═══ Extracted entries

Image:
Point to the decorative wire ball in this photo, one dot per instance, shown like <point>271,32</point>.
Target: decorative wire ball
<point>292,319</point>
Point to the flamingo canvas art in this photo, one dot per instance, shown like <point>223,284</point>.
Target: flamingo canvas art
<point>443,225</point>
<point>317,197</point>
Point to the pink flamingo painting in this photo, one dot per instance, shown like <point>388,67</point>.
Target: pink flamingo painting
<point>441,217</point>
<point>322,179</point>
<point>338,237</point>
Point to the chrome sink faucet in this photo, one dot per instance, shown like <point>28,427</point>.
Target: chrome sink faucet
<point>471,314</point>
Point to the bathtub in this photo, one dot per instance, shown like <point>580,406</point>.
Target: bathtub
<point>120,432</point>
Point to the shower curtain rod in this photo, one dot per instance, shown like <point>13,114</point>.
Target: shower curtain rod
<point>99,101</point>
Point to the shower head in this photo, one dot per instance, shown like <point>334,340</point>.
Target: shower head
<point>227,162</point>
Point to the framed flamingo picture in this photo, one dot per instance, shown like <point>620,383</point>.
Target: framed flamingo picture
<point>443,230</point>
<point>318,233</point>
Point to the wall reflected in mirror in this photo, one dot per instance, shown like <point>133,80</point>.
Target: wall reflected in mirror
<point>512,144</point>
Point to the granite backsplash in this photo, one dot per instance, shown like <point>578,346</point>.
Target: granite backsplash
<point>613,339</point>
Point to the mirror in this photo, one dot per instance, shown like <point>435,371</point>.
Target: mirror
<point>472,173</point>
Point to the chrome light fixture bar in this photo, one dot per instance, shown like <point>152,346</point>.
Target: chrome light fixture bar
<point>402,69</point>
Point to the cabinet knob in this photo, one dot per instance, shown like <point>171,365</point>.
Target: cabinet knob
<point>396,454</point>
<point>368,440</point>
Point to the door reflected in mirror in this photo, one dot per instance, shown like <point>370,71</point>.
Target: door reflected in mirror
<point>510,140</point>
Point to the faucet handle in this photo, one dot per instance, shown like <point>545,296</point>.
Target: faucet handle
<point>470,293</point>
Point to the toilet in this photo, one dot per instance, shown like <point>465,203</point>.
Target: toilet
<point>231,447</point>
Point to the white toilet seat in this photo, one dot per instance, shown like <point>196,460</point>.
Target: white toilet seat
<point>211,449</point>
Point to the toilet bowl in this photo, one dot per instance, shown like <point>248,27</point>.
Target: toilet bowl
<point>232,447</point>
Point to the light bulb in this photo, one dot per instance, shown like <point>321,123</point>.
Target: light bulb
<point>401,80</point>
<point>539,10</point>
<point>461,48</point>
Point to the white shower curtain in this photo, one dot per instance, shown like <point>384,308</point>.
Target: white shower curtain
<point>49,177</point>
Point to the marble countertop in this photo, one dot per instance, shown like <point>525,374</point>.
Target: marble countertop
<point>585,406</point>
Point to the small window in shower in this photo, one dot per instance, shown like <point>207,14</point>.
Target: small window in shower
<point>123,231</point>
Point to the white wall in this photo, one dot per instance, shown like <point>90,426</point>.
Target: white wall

══════

• _Aim of the task_:
Please make an exact copy of each record.

• _Problem solution_:
Image:
Point to the decorative wire ball in this photo, one dot per instance, shown like <point>271,32</point>.
Target: decorative wire ball
<point>292,319</point>
Point to the flamingo canvas art in this photo, one dot per instance, shown like <point>223,284</point>.
Target: flamingo canvas art
<point>443,225</point>
<point>317,197</point>
Point to the pink flamingo painting in this photo, one dot per instance, shown like <point>388,67</point>.
Target: pink flamingo painting
<point>441,217</point>
<point>322,179</point>
<point>338,237</point>
Point to the chrome sink faucet in this photo, one dot per instance, shown like <point>28,427</point>.
Target: chrome sink faucet
<point>471,314</point>
Point to the bathtub in this photo, one dot per instance, shown like <point>580,406</point>.
Target: bathtub
<point>120,432</point>
Point to the shower curtain rod in this photo, one dot per instance, shown like <point>13,114</point>.
Target: shower curtain rod
<point>99,101</point>
Point to the shower head in this photo, one dot per instance, shown like <point>334,340</point>.
Target: shower head
<point>227,162</point>
Point to the framed flamingo picture in this photo, one dot per instance, shown like <point>620,383</point>.
Target: framed flamingo picture
<point>443,230</point>
<point>318,233</point>
Point to the wall reflected in mirror in this photo, one dot per instance, shown like <point>133,80</point>.
Target: wall reflected in mirror
<point>512,144</point>
Point to the granite backsplash in this photo, one dot per instance, shown like <point>578,346</point>.
Target: granite backsplash
<point>613,339</point>
Point to the mirror in this photo, one dot per instance, shown like <point>435,371</point>.
Target: mirror
<point>472,173</point>
Point to the chrome light fixture bar in this photo, one dot per instance, shown like <point>152,346</point>.
Target: chrome light fixture bar
<point>402,69</point>
Point to the cabinet knob in this photo, one dot per instance, shown like <point>171,365</point>.
Target: cabinet knob
<point>396,454</point>
<point>368,440</point>
Point to the door reflected in mirror in this photo, one dot per instance, shown like <point>370,71</point>.
Target: door reflected in mirror
<point>510,140</point>
Point to the faucet handle in this photo, one dot per instance, shown like <point>545,296</point>.
Target: faucet handle
<point>470,293</point>
Point to the toilet in this photo, one dot per instance, shown like <point>465,203</point>.
Target: toilet
<point>231,447</point>
Point to the white toilet seat in this photo, one dot per instance, shown like <point>196,460</point>.
Target: white toilet seat
<point>211,449</point>
Point to the toilet bowl in this photo, one dot per instance, shown like <point>248,27</point>.
Target: toilet bowl
<point>232,447</point>
Point to the light bulb in this photo, one dot per instance, shown like <point>321,123</point>.
Target: light bulb
<point>401,80</point>
<point>539,10</point>
<point>461,48</point>
Point to the white shower curtain in this photo, one dot per instance, shown like <point>384,308</point>.
Target: white shower curtain
<point>49,177</point>
Point to the marble countertop in this photo, one dot per instance, shown like <point>525,374</point>.
Target: marble countertop
<point>585,406</point>
Point to the small window in shower in this photo, one dot per instance, shown like <point>207,14</point>.
Target: small window in shower
<point>123,231</point>
Point to the white wall in this photo, one dot per instance, shown like <point>90,426</point>.
Target: white wall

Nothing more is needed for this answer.